Required task:
Write out the full listing again, exactly as it stands.

Data listing:
-- start --

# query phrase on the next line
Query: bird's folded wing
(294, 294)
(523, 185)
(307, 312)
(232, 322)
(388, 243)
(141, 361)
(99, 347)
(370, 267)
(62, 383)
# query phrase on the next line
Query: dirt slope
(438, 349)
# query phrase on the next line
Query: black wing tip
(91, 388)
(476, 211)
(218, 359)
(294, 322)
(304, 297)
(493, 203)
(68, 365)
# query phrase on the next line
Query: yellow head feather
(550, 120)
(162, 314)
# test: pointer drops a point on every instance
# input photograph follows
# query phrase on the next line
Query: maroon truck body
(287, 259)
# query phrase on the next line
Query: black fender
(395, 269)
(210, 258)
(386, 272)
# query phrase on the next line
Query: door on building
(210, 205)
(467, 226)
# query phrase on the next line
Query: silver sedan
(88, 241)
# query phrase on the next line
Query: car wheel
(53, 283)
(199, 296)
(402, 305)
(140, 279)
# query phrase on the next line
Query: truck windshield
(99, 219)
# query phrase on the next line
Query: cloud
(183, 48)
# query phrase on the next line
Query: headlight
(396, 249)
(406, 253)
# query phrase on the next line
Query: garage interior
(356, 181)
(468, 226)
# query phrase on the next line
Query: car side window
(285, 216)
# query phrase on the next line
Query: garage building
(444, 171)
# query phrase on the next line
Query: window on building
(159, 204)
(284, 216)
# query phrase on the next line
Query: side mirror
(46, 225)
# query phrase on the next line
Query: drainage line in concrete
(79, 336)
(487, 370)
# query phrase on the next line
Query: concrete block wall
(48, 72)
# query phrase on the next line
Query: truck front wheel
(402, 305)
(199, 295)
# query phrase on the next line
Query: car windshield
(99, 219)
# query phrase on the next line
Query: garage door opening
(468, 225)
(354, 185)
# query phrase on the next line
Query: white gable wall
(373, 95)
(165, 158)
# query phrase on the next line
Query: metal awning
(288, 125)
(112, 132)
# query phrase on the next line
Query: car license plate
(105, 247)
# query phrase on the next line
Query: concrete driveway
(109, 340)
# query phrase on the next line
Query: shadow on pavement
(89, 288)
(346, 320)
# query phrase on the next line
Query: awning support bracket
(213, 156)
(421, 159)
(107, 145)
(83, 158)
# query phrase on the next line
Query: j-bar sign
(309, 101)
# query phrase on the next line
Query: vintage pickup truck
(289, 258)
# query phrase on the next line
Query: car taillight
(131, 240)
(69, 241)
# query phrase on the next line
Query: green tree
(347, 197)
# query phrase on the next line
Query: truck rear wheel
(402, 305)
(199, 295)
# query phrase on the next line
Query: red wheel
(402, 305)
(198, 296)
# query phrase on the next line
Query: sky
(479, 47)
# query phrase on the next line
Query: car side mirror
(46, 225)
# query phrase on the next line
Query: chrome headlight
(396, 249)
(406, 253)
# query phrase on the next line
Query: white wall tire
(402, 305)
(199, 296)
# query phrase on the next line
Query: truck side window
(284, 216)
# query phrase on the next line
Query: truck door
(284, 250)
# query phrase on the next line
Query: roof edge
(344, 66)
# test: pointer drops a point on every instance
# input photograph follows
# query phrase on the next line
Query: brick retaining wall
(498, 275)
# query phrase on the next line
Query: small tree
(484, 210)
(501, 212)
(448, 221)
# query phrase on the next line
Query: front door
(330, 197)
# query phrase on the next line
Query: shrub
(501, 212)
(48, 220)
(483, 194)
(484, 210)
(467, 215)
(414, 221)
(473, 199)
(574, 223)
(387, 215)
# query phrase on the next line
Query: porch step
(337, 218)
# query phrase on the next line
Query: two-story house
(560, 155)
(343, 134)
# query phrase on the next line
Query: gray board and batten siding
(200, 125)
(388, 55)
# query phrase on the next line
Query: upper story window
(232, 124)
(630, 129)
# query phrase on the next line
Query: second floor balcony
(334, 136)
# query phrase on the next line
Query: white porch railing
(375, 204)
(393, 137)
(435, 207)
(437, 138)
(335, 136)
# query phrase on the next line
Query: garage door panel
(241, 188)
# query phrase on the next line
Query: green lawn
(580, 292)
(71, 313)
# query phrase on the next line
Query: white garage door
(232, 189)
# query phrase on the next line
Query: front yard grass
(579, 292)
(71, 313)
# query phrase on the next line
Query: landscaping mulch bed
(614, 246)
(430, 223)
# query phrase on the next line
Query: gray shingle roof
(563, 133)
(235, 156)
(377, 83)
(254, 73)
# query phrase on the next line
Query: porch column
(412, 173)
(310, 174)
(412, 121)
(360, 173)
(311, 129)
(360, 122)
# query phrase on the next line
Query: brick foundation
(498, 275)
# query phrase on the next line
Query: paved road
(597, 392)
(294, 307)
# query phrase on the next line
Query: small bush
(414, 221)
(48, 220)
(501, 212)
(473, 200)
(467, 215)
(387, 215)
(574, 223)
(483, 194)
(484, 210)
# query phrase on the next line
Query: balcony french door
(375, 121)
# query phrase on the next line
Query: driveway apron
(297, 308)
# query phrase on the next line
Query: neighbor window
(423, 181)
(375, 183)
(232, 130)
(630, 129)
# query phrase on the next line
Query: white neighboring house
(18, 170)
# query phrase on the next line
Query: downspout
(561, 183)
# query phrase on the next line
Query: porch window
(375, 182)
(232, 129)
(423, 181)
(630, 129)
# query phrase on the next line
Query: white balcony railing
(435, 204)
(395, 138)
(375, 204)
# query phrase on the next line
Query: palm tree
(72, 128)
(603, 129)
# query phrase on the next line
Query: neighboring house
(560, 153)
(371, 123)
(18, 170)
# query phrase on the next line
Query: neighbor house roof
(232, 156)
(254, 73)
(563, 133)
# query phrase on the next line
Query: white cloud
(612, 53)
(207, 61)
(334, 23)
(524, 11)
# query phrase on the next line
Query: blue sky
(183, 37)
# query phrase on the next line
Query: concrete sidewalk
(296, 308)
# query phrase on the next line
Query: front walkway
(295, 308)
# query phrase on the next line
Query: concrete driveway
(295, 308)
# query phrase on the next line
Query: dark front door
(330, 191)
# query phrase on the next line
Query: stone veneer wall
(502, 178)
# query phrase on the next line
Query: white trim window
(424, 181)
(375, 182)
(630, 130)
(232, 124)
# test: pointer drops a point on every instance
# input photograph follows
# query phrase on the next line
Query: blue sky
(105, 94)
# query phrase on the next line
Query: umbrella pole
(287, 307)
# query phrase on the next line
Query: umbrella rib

-- end --

Written response:
# query phrase on the next line
Query: bird's folded wing
(294, 294)
(523, 185)
(307, 312)
(232, 322)
(388, 243)
(141, 361)
(99, 347)
(370, 267)
(62, 383)
# query phrase on the next line
Query: dirt slope
(438, 349)
# query phrase on the next line
Query: black wing tip
(91, 388)
(476, 211)
(218, 359)
(294, 322)
(304, 297)
(493, 203)
(68, 365)
# query phrase on the next line
Query: yellow head feather
(550, 120)
(162, 314)
# test: pointer drops a point on every instance
# input photograph follows
# query phrase on the next line
Query: maroon truck body
(287, 259)
# query phrase on the next line
Query: black fender
(395, 269)
(210, 258)
(386, 272)
# query phrase on the next line
Query: door on building
(210, 205)
(467, 226)
# query phrase on the next line
Query: silver sedan
(88, 241)
# query phrase on the next line
Query: car wheel
(53, 283)
(199, 296)
(402, 305)
(140, 279)
# query phrase on the next line
Query: truck windshield
(99, 219)
# query phrase on the next line
Query: cloud
(183, 48)
# query phrase on the next line
Query: headlight
(396, 249)
(406, 253)
# query phrase on the next line
Query: garage interior
(356, 181)
(468, 226)
# query phrase on the next line
Query: car side window
(285, 216)
# query phrase on the next line
Query: garage building
(444, 171)
# query phrase on the next line
Query: window on building
(159, 204)
(284, 216)
# query phrase on the next line
Query: side mirror
(46, 225)
# query phrase on the next line
Query: drainage line in concrete
(79, 336)
(487, 370)
# query phrase on the next line
Query: concrete block wall
(48, 72)
# query phrase on the next line
Query: truck front wheel
(402, 305)
(199, 295)
# query phrase on the next line
Query: car windshield
(99, 219)
# query phrase on the next line
Query: garage door opening
(468, 225)
(354, 185)
# query phrase on the next line
Query: white gable wall
(373, 95)
(165, 158)
# query phrase on the next line
Query: metal awning
(288, 125)
(112, 132)
# query phrase on the next line
Query: car license plate
(105, 247)
# query phrase on the next line
Query: concrete driveway
(109, 340)
# query phrase on the next line
Query: shadow on pavement
(89, 288)
(346, 320)
# query phrase on the next line
Query: awning support bracket
(213, 156)
(421, 159)
(107, 145)
(83, 158)
# query phrase on the next line
Query: j-bar sign
(309, 101)
# query phrase on the next line
Query: vintage pickup truck
(289, 258)
# query phrase on the next line
Query: car taillight
(131, 240)
(69, 241)
# query phrase on the next line
Query: green tree
(347, 197)
# query phrase on the next line
Query: truck rear wheel
(402, 305)
(199, 295)
# query phrase on the next line
Query: red wheel
(402, 305)
(198, 296)
# query phrase on the next line
Query: sky
(479, 47)
# query phrase on the next line
Query: car side mirror
(46, 225)
# query phrase on the next line
Query: chrome headlight
(396, 249)
(406, 253)
# query phrase on the next line
Query: white wall tire
(402, 305)
(199, 296)
# query phrase on the next line
Query: truck side window
(284, 216)
# query phrase on the next line
Query: truck door
(284, 250)
# query phrase on the next line
Query: roof edge
(344, 66)
# test: pointer drops a point on every instance
# input photograph follows
# query phrase on the next line
Query: brick retaining wall
(498, 275)
# query phrase on the next line
Query: small tree
(484, 210)
(501, 212)
(448, 221)
# query phrase on the next line
Query: front door
(330, 197)
# query phrase on the next line
Query: shrub
(501, 212)
(48, 220)
(483, 194)
(484, 210)
(467, 215)
(414, 221)
(473, 199)
(574, 223)
(387, 215)
# query phrase on the next line
Query: porch step
(337, 218)
# query phrase on the next line
Query: two-story house
(560, 155)
(343, 134)
# query phrase on the next line
Query: gray board and batten siding
(200, 125)
(388, 55)
# query phrase on the next line
Query: upper story window
(232, 124)
(630, 129)
# query phrase on the next line
Query: second floor balcony
(334, 136)
# query phrase on the next line
Query: white porch railing
(375, 204)
(393, 137)
(435, 207)
(437, 138)
(335, 136)
# query phrase on the next line
Query: garage door panel
(241, 188)
# query phrase on the next line
Query: green lawn
(580, 292)
(71, 313)
# query phrase on the next line
Query: white garage door
(232, 189)
# query phrase on the next line
Query: front yard grass
(579, 292)
(71, 313)
# query phrase on the next line
Query: landscaping mulch bed
(614, 246)
(430, 223)
# query phrase on the next line
Query: gray shingle roof
(563, 133)
(235, 156)
(377, 83)
(254, 73)
# query phrase on the next line
Query: porch column
(412, 173)
(310, 174)
(412, 121)
(360, 173)
(311, 129)
(360, 122)
# query phrase on the next line
Query: brick foundation
(498, 275)
# query phrase on the next line
Query: paved road
(597, 392)
(294, 307)
# query phrase on the next line
Query: small bush
(414, 221)
(48, 220)
(501, 212)
(473, 200)
(467, 215)
(387, 215)
(574, 223)
(483, 194)
(484, 210)
# query phrase on the next line
Query: balcony french door
(375, 121)
# query phrase on the next line
Query: driveway apron
(297, 308)
# query phrase on the next line
Query: neighbor window
(423, 181)
(375, 183)
(232, 130)
(630, 129)
# query phrase on the next line
Query: white neighboring house
(18, 170)
# query phrase on the next line
Query: downspout
(561, 183)
# query phrase on the next line
Query: porch window
(375, 182)
(232, 129)
(423, 181)
(630, 129)
# query phrase on the next line
Query: white balcony railing
(435, 204)
(395, 138)
(375, 204)
# query phrase on the next line
Query: palm tree
(72, 128)
(603, 129)
# query phrase on the next line
Query: neighboring house
(560, 153)
(371, 123)
(18, 170)
# query phrase on the next line
Query: neighbor house roof
(232, 156)
(254, 73)
(563, 133)
# query phrase on the next line
Query: white cloud
(612, 53)
(207, 61)
(334, 23)
(524, 11)
# query phrase on the next line
Query: blue sky
(183, 37)
# query phrase on the next line
Query: concrete sidewalk
(296, 308)
# query phrase on the next line
Query: front walkway
(295, 308)
# query phrase on the next line
Query: concrete driveway
(295, 308)
# query phrase on the next line
Query: dark front door
(330, 191)
# query phrase on the next line
Query: stone veneer wall
(502, 178)
# query phrase on the next line
Query: white trim window
(424, 181)
(375, 182)
(630, 130)
(232, 124)
# test: pointer drops a point on every instance
# input photograph follows
# query phrase on the next line
Query: blue sky
(105, 94)
# query phrase on the next line
Query: umbrella pole
(287, 307)
# query phrase on the next line
Query: umbrella rib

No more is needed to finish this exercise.